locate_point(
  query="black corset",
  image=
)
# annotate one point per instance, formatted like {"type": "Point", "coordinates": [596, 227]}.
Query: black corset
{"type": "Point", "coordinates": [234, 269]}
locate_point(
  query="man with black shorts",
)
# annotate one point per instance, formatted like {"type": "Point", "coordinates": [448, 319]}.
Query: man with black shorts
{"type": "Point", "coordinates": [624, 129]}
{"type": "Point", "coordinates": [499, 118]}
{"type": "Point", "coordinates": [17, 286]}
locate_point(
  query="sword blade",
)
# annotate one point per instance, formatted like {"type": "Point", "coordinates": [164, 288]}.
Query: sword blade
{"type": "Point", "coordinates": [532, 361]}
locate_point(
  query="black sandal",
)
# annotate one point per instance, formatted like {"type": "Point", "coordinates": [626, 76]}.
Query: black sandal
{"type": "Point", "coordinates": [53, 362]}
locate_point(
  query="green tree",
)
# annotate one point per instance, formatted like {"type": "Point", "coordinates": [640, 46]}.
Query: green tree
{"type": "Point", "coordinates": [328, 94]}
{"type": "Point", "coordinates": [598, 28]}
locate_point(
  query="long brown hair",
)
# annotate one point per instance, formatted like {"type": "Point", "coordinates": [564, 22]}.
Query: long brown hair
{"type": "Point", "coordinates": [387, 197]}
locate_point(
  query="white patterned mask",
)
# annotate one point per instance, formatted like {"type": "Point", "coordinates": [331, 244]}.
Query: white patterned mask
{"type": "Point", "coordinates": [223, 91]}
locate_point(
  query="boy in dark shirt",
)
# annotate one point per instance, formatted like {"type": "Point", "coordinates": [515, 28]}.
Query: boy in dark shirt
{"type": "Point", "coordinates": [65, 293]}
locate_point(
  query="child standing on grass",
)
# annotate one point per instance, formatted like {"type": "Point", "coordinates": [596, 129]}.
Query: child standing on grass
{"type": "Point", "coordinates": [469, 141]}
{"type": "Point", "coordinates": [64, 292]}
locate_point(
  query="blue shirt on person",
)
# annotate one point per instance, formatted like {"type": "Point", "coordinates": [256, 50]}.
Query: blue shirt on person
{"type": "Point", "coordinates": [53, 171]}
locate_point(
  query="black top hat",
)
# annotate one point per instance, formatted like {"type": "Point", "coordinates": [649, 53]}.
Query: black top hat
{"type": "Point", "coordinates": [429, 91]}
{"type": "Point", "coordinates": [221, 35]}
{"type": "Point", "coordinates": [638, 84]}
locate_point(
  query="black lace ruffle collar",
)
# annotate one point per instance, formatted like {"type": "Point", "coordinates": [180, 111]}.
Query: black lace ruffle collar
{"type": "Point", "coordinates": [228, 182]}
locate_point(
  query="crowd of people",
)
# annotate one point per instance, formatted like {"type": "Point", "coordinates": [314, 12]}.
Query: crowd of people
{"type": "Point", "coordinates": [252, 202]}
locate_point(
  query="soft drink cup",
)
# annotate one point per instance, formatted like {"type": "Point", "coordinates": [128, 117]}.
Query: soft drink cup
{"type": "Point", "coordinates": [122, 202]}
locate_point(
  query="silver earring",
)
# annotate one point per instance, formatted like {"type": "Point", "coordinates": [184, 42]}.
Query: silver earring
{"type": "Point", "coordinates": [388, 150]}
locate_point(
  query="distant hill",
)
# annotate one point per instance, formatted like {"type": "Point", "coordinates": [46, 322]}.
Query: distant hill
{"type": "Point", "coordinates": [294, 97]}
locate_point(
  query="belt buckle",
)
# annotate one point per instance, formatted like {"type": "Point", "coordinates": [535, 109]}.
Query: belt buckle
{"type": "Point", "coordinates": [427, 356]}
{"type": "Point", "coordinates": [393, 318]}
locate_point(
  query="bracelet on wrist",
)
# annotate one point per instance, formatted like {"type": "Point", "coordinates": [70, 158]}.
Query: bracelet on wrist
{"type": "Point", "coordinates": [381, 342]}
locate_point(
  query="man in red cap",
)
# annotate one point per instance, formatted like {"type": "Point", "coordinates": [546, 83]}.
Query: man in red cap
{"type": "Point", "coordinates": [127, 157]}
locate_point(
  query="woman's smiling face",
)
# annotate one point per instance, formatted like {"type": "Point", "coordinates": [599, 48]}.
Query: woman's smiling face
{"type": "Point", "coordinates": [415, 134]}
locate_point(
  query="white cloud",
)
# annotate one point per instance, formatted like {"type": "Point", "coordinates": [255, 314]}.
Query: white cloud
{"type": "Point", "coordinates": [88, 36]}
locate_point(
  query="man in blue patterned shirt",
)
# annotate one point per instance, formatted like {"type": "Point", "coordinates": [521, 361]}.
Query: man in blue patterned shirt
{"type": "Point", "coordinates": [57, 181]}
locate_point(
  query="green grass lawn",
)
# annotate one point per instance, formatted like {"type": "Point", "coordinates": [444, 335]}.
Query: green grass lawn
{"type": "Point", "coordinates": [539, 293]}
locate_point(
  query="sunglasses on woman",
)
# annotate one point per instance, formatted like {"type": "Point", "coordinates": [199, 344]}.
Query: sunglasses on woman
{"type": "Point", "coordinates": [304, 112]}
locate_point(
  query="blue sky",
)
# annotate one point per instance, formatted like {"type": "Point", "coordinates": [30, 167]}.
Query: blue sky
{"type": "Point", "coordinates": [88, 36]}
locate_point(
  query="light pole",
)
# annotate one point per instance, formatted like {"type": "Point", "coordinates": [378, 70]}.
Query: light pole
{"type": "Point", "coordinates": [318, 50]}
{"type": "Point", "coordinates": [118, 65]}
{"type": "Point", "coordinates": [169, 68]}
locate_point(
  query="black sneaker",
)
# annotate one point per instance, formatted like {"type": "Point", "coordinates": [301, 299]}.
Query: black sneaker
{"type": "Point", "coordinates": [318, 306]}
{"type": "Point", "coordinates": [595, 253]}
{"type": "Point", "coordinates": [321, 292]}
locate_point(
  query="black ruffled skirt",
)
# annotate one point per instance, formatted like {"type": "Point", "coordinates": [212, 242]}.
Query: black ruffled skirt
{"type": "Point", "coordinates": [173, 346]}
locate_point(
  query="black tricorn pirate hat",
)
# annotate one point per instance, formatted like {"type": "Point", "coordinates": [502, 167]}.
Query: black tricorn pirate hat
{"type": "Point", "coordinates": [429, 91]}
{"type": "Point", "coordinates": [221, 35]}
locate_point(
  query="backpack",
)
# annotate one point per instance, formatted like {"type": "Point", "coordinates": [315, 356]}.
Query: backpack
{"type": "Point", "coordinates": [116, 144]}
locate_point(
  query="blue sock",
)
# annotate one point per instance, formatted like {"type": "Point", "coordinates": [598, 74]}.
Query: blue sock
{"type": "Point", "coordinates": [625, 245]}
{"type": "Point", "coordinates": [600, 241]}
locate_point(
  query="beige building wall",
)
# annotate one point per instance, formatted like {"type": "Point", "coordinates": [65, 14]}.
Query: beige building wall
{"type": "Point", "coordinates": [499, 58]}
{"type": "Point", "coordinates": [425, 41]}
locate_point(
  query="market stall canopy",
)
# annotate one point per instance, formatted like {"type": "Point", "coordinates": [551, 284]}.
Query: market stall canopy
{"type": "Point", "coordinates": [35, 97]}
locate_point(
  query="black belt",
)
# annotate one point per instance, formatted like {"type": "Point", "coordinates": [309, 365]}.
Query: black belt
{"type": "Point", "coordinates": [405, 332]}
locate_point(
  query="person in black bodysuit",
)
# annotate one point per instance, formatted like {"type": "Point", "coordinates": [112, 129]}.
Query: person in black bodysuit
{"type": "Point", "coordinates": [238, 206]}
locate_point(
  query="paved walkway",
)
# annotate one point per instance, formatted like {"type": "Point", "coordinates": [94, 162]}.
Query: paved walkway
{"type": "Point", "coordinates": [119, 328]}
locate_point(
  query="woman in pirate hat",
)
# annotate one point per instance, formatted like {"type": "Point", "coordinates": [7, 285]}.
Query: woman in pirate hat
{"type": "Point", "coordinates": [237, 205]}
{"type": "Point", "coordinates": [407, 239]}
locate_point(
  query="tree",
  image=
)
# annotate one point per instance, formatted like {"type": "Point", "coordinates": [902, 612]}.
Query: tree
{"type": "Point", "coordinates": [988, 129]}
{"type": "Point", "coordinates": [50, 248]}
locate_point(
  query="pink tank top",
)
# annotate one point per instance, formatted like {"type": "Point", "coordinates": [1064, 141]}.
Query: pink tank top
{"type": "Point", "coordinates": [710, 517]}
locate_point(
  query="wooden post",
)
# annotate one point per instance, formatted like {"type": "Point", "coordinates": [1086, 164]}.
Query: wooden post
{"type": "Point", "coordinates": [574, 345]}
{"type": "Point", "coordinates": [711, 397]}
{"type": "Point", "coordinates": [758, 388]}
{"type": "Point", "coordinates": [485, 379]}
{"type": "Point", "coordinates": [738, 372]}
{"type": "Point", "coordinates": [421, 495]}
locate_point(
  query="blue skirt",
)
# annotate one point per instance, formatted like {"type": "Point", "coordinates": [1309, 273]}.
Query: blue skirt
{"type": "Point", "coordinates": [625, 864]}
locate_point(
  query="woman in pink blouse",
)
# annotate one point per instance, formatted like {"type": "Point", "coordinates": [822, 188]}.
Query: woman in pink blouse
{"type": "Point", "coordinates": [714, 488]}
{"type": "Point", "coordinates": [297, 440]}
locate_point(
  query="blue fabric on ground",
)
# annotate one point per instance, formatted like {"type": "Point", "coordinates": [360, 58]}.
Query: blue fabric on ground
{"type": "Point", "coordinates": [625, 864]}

* Description of the task:
Extract every line of the listing above that contains the word "blouse".

* Complete response:
  query="woman in pink blouse",
Query: woman in pink blouse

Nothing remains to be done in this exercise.